[Records]
· · · · · · ·
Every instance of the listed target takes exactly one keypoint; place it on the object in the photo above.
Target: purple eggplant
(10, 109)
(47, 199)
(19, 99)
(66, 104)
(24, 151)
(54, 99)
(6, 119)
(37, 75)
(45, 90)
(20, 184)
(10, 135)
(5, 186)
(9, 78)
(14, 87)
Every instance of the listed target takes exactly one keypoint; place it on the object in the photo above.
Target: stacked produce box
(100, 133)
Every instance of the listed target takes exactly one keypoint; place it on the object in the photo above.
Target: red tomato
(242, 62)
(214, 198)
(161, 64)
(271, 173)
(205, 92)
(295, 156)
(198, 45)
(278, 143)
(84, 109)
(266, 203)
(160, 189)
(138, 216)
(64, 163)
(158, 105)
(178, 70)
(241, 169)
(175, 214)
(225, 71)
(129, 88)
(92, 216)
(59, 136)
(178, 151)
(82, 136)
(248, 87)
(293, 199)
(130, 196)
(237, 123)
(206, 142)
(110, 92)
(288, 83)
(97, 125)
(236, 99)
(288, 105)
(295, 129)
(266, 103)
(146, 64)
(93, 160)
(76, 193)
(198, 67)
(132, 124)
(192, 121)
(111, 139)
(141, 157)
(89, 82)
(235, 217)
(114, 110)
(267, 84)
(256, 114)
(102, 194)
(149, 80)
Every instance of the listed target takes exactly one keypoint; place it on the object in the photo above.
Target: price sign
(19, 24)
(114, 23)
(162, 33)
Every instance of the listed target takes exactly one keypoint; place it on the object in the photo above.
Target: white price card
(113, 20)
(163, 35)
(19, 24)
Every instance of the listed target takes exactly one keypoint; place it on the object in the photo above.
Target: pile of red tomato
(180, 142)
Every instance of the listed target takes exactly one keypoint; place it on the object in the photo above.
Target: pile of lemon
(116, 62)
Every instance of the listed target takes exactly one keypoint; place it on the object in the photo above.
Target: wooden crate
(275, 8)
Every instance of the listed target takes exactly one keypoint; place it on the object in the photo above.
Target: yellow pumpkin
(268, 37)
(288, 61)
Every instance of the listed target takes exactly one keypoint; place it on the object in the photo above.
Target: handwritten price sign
· · · · · · ·
## Stated exercise
Please update the material above by replacing "red tomato" with "ripe tomato" everywhere it occurs, leaving everything else as it is.

## Exercise output
Every instance of the listed target takes exactly one keypoint; place it on the object in the photo above.
Target: purple eggplant
(10, 109)
(47, 199)
(19, 99)
(66, 104)
(24, 151)
(54, 99)
(6, 119)
(37, 75)
(45, 90)
(20, 184)
(10, 135)
(5, 186)
(9, 78)
(14, 87)
Every instance of the listed target takes exactly one keypoint; place it on the object in the photo above.
Target: stacked produce box
(100, 133)
Every instance of the listed target takes exactly one keypoint; place it on the object in the photo above.
Target: ripe tomato
(242, 62)
(214, 198)
(161, 64)
(271, 173)
(205, 92)
(295, 156)
(198, 45)
(278, 143)
(84, 109)
(266, 203)
(160, 189)
(138, 216)
(64, 163)
(158, 105)
(178, 70)
(241, 169)
(175, 214)
(225, 71)
(129, 88)
(92, 216)
(59, 136)
(178, 151)
(82, 136)
(248, 87)
(293, 199)
(130, 196)
(237, 123)
(206, 142)
(110, 92)
(288, 83)
(97, 125)
(236, 99)
(288, 105)
(295, 129)
(266, 103)
(146, 64)
(93, 160)
(76, 193)
(198, 67)
(132, 124)
(192, 121)
(111, 139)
(141, 157)
(89, 82)
(235, 217)
(114, 110)
(267, 84)
(256, 114)
(102, 194)
(149, 80)
Every instance of the listed target takes exactly one keypoint; place it on the object in the photo above.
Target: price sign
(19, 24)
(114, 23)
(162, 33)
Every instance of the listed target takes exactly one keypoint; place it on the object in the photo above.
Target: white price card
(113, 20)
(163, 35)
(19, 24)
Every instance of the listed target takes exactly one keypoint; place it on the object in the photo above.
Target: pile of ripe tomato
(180, 142)
Every instance of the listed target takes exactly one keypoint; place it on the object in the photo above.
Target: pile of lemon
(116, 62)
Every instance of the listed target takes exactly one keypoint; place it on the object in the photo above.
Target: wooden crate
(275, 8)
Every instance of the listed target takes exactly one keypoint; place it on the object in the photo above.
Target: yellow pumpkin
(268, 37)
(288, 61)
Every instance of the listed target takes exactly one keypoint; place it on the object in the photo above.
Target: handwritten price sign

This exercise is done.